*Source document:*

[Start of Attachment]

# Hyatt Beach House Special Assessment 2022 - 2023 - does anyone have the letter?



## bobby111 (Oct 9, 2022)

We received the letter from the Hyatt Beach House concerning the special assessment. Now I cannot locate the letter, does anyone still have it or know where it can be found on the owners website?
Thanks!


----------



## Sapper (Oct 9, 2022)

bobby111 said:


> We received the letter from the Hyatt Beach House concerning the special assessment. Now I cannot locate the letter, does anyone still have it or know where it can be found on the owners website?
> Thanks!


If it’s that $500 thing, it is brought up every year due to a Florida law, then voted down. If it’s something else, I’m not aware of it.


----------



## ChicagoDave (Oct 9, 2022)

bobby111 said:


> We received the letter from the Hyatt Beach House concerning the special assessment. Now I cannot locate the letter, does anyone still have it or know where it can be found on the owners website?
> Thanks!



I believe this is the letter.


----------



## Sapper (Oct 9, 2022)

Thank you for posting that @ChicagoDave, I did not receive that letter. Interesting they cite keeping the 2023 maintenance fees at an 8% increase to totaling $1596, however, I just received the proposed budget with fees increasing apx 25% to apx $1950.


----------



## Tucsonadventurer (Oct 10, 2022)

Sapper said:


> Thank you for posting that @ChicagoDave, I did not receive that letter. Interesting they cite keeping the 2023 maintenance fees at an 8% increase to totaling $1596, however, I just received the proposed budget with fees increasing apx 25% to apx $1950.


Is that for 3 yrs only?


----------



## Luvscoffee (Oct 12, 2022)

My understanding is the extra $500 is for 3 years to help cover the unexpected corrosion maintenance.

[End of Attachment]

*Action item a:* Render the dataset entries as a numbered list, omitting blank lines, starting from their first line and ending after the line that contains "box: [144, 268, 173, 293]".
The dataset entries have no connection to the forum thread.

(Dataset entries)
[Start of Attachment]

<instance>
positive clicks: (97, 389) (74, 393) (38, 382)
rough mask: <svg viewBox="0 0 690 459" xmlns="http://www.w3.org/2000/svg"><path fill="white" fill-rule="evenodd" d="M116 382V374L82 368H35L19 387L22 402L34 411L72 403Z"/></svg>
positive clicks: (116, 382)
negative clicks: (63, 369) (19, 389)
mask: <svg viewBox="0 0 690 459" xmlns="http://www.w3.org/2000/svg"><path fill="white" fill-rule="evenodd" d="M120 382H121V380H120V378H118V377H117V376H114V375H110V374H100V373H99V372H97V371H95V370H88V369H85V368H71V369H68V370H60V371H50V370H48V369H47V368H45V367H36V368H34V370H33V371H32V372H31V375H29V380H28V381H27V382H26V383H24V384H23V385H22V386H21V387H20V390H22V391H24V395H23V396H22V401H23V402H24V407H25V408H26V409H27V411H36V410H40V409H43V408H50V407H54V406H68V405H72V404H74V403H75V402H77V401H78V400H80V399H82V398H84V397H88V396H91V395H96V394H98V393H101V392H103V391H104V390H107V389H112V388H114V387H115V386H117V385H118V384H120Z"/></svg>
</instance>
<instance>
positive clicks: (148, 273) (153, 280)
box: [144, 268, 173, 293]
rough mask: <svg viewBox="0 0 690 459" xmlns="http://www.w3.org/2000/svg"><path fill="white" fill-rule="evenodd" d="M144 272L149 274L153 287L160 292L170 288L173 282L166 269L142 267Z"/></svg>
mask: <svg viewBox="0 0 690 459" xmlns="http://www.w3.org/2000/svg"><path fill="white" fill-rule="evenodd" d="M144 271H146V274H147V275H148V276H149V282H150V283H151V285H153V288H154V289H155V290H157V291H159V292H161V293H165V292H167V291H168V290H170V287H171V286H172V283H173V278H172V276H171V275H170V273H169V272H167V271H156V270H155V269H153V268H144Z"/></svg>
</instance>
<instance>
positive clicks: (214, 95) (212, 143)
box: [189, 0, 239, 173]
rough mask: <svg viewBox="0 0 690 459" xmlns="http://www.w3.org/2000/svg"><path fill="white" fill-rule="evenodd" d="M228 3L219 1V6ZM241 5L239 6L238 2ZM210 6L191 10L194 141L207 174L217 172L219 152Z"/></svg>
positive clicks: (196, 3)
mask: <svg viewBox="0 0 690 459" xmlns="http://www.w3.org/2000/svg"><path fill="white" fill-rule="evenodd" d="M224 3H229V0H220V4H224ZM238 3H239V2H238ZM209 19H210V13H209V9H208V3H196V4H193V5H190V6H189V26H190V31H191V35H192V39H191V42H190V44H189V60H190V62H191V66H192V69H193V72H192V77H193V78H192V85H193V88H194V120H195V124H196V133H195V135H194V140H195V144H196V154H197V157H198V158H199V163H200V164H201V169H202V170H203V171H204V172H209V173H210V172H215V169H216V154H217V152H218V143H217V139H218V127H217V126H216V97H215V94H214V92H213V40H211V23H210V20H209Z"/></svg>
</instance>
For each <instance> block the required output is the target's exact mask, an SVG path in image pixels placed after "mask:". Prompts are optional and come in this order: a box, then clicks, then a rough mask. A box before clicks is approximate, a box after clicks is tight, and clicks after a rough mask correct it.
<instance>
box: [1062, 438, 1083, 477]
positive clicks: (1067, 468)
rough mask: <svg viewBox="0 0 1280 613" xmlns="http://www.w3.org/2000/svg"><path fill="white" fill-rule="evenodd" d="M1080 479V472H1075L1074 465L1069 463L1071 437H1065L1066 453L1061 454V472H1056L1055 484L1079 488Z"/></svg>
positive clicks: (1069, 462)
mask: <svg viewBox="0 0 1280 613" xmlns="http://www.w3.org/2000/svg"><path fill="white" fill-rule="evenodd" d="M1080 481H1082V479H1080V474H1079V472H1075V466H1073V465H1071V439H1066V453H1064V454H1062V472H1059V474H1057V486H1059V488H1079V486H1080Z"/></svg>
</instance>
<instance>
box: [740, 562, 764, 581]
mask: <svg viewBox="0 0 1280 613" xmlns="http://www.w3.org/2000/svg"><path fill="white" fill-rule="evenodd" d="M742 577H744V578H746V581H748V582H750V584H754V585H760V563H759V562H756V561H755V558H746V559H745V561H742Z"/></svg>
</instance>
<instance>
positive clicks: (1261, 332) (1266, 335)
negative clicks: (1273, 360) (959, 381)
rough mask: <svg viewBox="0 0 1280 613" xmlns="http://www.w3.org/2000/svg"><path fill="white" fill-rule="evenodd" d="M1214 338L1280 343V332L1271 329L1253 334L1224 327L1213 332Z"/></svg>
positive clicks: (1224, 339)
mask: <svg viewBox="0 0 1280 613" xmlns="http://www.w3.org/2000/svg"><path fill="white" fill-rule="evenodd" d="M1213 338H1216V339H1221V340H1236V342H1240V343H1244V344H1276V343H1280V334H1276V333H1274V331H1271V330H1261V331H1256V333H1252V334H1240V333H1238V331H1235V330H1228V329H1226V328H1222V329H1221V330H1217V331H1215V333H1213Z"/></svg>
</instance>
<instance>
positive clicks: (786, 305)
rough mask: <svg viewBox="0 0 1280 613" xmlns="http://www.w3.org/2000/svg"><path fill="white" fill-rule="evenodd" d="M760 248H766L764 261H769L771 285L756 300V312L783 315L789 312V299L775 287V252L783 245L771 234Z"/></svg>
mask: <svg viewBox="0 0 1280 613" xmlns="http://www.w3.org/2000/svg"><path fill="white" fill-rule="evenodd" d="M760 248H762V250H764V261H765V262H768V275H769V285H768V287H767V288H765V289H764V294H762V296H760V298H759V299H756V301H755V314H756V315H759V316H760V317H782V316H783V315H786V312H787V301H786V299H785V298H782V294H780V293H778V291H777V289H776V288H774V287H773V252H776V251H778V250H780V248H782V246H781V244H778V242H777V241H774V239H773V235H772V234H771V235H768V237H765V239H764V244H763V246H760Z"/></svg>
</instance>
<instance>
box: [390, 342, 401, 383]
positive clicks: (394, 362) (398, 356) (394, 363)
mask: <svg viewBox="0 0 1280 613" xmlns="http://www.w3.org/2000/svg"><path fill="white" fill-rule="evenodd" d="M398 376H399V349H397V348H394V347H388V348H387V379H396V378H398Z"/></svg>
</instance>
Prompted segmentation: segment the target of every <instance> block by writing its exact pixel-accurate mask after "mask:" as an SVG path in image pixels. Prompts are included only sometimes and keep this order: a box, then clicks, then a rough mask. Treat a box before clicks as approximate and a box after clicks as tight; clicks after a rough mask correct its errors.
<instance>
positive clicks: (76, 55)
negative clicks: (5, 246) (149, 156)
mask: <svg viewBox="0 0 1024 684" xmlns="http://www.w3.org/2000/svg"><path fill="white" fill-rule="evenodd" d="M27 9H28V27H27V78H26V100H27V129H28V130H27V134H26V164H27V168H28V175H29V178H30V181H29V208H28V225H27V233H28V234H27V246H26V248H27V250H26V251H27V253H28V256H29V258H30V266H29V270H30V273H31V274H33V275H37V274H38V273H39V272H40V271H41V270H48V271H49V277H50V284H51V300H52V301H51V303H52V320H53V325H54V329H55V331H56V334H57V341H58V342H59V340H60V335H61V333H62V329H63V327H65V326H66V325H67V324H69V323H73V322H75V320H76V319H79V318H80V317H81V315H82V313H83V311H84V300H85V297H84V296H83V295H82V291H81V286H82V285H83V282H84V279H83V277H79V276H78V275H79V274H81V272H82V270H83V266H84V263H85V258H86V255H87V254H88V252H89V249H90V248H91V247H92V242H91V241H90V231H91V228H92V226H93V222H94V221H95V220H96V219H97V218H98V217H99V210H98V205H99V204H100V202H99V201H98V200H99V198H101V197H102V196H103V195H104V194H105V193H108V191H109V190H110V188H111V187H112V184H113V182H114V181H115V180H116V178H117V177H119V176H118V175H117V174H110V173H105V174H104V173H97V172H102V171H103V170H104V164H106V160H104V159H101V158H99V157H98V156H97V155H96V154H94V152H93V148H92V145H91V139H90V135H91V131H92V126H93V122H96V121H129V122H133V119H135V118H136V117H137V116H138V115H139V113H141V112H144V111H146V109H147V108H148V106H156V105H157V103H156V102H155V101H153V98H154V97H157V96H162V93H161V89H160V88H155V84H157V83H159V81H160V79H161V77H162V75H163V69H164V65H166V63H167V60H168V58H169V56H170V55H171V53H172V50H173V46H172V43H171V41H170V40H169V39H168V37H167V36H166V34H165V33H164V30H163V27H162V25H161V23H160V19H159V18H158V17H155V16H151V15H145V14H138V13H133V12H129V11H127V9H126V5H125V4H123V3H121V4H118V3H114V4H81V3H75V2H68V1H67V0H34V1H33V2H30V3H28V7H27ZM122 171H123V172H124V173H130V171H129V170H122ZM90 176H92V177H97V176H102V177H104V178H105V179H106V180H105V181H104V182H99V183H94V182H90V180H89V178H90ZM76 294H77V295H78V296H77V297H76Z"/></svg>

[End of Attachment]

*Action item b:* In the forum thread, what does Luvscoffee say the extra $500 is for?

*Written response a:*
1. <instance>
2. positive clicks: (97, 389) (74, 393) (38, 382)
3. rough mask: <svg viewBox="0 0 690 459" xmlns="http://www.w3.org/2000/svg"><path fill="white" fill-rule="evenodd" d="M116 382V374L82 368H35L19 387L22 402L34 411L72 403Z"/></svg>
4. positive clicks: (116, 382)
5. negative clicks: (63, 369) (19, 389)
6. mask: <svg viewBox="0 0 690 459" xmlns="http://www.w3.org/2000/svg"><path fill="white" fill-rule="evenodd" d="M120 382H121V380H120V378H118V377H117V376H114V375H110V374H100V373H99V372H97V371H95V370H88V369H85V368H71V369H68V370H60V371H50V370H48V369H47V368H45V367H36V368H34V370H33V371H32V372H31V375H29V380H28V381H27V382H26V383H24V384H23V385H22V386H21V387H20V390H22V391H24V395H23V396H22V401H23V402H24V407H25V408H26V409H27V411H36V410H40V409H43V408H50V407H54V406H68V405H72V404H74V403H75V402H77V401H78V400H80V399H82V398H84V397H88V396H91V395H96V394H98V393H101V392H103V391H104V390H107V389H112V388H114V387H115V386H117V385H118V384H120Z"/></svg>
7. </instance>
8. <instance>
9. positive clicks: (148, 273) (153, 280)
10. box: [144, 268, 173, 293]

*Written response b:* It is for 3 years to help cover the unexpected corrosion maintenance.